TRECHO DA FONTE:
━━━━━━
Questionam-se
as causas do fracasso do sistema de ciclos, na progressão continuada, em
funcionamento, na rede estadual de ensino, desde 1998.
Reflitamos, inicialmente, sobre o enunciado de um de nosso
expoente da educação. Paulo Freire dizia: “O professor tem deficiências de
formação, tem dificuldades. Não é mandando pacotes que ele vai se desenvolver
bem. É habituá-lo a refletir, a discutir sobre sua prática do dia-a-dia...”
O sistema de ciclos não foi mais que um pacote, enviado às
escolas pelos órgãos centrais. Foi implantado sem aviso prévio, sem preparação,
sem diálogo. Os professores não foram consultados, não foram envolvidos no
projeto, pouco sabiam de sua metodologia inovadora e, embora, os ciclos, no
plano pedagógico, sejam considerados um sistema ideal, não vêm trazendo bons
resultados.
Pacote pronto não funciona, nem para o professor nem para o
aluno. Para o professor traz desajustes, descontentamentos. Para o aluno,
produz desânimo, apatia, repetência. O conhecimento historicamente constituído
não desperta interesse no aluno, não o faz um agente envolvente da
aprendizagem. A escola precisa reconstruir o conhecimento, juntamente com ele; abordar um conhecimento
atualizado, contextualizado, tendo em vista a resolução dos problemas do
cotidiano. O aluno, por essa metodologia, passa a ser o vetor que leva à sala
de aula o assunto, o tema.
━━━━━━
TRECHOS DOS DADOS:
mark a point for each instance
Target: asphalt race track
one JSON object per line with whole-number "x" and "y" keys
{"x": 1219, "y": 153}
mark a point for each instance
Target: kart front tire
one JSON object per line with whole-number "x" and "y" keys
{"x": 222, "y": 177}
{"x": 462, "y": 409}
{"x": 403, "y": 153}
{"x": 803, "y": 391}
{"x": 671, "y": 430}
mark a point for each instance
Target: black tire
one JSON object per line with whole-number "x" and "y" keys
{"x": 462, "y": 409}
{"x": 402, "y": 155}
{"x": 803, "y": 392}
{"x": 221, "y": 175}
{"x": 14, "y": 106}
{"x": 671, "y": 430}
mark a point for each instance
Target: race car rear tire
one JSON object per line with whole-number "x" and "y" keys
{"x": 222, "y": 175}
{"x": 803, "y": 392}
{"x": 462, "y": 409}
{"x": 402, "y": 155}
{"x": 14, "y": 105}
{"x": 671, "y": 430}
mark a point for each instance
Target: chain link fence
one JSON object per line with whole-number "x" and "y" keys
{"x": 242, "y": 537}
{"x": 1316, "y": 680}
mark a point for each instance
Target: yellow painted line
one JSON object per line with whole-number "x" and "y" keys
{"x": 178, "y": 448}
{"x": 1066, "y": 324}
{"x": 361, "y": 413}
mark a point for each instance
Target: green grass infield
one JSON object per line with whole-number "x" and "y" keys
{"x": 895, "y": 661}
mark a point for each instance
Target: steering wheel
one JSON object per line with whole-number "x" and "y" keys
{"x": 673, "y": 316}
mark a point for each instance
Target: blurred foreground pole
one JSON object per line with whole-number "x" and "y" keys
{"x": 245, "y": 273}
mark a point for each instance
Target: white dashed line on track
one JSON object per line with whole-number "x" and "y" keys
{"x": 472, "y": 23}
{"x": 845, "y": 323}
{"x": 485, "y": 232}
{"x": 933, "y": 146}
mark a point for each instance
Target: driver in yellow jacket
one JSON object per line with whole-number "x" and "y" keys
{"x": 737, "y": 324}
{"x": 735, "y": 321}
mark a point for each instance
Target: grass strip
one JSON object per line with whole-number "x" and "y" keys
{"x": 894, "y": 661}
━━━━━━
DETALHES DA TAREFA:
Responda às perguntas com base no texto sobre o sistema de ciclos:
1. Desde que ano o sistema de ciclos funciona na rede estadual de ensino?
2. Segundo a citação de Paulo Freire, a que se deve habituar o professor?
3. O que o pacote pronto produz para o aluno?

RESPOSTA DA TAREFA:
1. Desde 1998.
2. A refletir, a discutir sobre sua prática do dia-a-dia.
3. Desânimo, apatia e repetência.